BRONFRAGMENT ▸
=======

[appellant], wonende te [woonplaats], appellant,
de Staatssecretaris van Defensie, gedaagde.
I. ONTSTAAN EN LOOP VAN HET GEDING
Appellant heeft op bij beroepschrift aangevoerde gronden hoger beroep ingesteld tegen de uitspraak van de rechtbank ’s-Gravenhage van 27 januari 2004, nr. AWB 03/1825 MAWKLA, waarnaar hierbij wordt verwezen.
Namens gedaagde is een verweerschrift ingediend.
Het geding is behandeld ter zitting van 11 augustus 2005, waar appellant in persoon is verschenen en waar gedaagde zich heeft laten vertegenwoordigen door mr. M.H. Beumer, werkzaam bij het Ministerie van Defensie.
1. De Raad gaat op grond van de stukken en het verhandelde ter zitting uit van de volgende feiten en omstandigheden.
1.1. Appellant, destijds korporaal I, heeft op 17 juni 1977 tijdens een voetbaltoernooi voor vrijwillig dienend kader als doelverdediger een ernstige beenblessure opgelopen. Het ongeval is aangemerkt als een dienstongeval, op grond van welk feit appellant aanspraak heeft (gehad) op een aantal rechtspositionele voorzieningen.
1.2. Als gevolg van de hierdoor ontstane beperking is appellant in 1978 gepasseerd voor deelname aan een zogenoemde carrièrecursus. Hij heeft zijn militaire loopbaan vervolgd en is in 1991 bevorderd tot sergeant. In februari 1993 is bij een geneeskundig onderzoek vastgesteld dat geen zware beenbelasting mogelijk was. In juni 2002 is appellant op medische gronden ongeschikt bevonden voor het verder vervullen van de militaire dienst.
Met ingang van 1 september 2002 heeft appellant in de rang van sergeant I de dienst verlaten met functioneel-leeftijdsontslag.
1.3. Op 6 september 2002 heeft appellant het verzoek gedaan hem wegens gemiste carrièrekansen een aanvullend pensioen tot de rang van adjudant en een schadever-goeding toe te kennen. Dit verzoek is afgewezen omdat het is gedaan meer dan twintig jaren na de schadeveroorzakende gebeurtenis. Voor dit beroep op verjaring is onder meer verwezen naar de uitspraak van de Raad van 19 oktober 1995, LJN ZF1847, TAR 1995, 263, en naar de in artikel 3:310, eerste lid, van het Burgerlijk Wetboek vermelde termijn. Bij beslissing op bezwaar van 21 maart 2003 is de afwijzing op evenvermelde grond gehandhaafd. Voorts heeft gedaagde daarbij overwogen dat geen sprake is van bijzondere omstandigheden op grond waarvan het onredelijk zou zijn appellant de verjaring tegen te werpen.

=======

OPDRACHT 1 ▸ Op welke datum liep appellant volgens het bronfragment over zijn hoger beroep de ernstige beenblessure op?
OPDRACHT 2 ▸
Geef voor elke bewering aan of die overeenkomt met het bronfragment over het hoger beroep van appellant. Antwoord met ja of nee en citeer de beslissende woorden uit het bronfragment.
(a) Appellant werd in 1991 bevorderd tot sergeant.
(b) Appellant liet zich ter zitting vertegenwoordigen door een medewerker van het Ministerie van Defensie.
(c) Het verzoek werd afgewezen omdat het meer dan tien jaar na het ongeval was gedaan.
OPDRACHT 3 ▸ Schrijf het bronfragment over het hoger beroep van appellant verder vanaf de laatste zin.

=======

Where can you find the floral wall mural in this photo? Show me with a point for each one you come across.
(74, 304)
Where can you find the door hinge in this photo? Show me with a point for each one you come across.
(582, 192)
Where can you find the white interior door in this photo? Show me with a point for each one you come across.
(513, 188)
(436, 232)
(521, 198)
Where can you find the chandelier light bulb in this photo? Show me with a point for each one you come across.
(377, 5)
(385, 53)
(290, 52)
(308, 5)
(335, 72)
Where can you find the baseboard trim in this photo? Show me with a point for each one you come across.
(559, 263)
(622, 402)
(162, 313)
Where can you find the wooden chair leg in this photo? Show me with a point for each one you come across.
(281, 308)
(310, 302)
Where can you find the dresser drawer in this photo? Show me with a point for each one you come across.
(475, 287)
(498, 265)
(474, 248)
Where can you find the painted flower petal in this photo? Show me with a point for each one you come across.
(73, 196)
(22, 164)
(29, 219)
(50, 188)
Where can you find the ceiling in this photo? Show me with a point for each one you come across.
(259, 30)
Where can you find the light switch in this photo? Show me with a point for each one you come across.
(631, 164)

=======

ANTWOORD 1 ▸ Op 17 juni 1977.

ANTWOORD 2 ▸
(a) Ja: "is in 1991 bevorderd tot sergeant".
(b) Nee: "waar appellant in persoon is verschenen".
(c) Nee: "meer dan twintig jaren na de schadeveroorzakende gebeurtenis".

ANTWOORD 3 ▸
2. De rechtbank heeft het door appellant tegen die beslissing ingestelde beroep ongegrond verklaard.
3. Appellant blijft ook in hoger beroep van opvatting dat gedaagde hem moet compen-seren voor het mislopen van een aantal rangen, hetgeen zijns inziens een direct gevolg is van het hem overkomen, als dienstongeval aangemerkte ongeval op 17 juni 1977. Hij meent dat gedaagde bij een letsel dat een gevolg is van een erkend dienstongeval, geen beroep op verjaring kan doen.
4. De Raad overweegt als volgt.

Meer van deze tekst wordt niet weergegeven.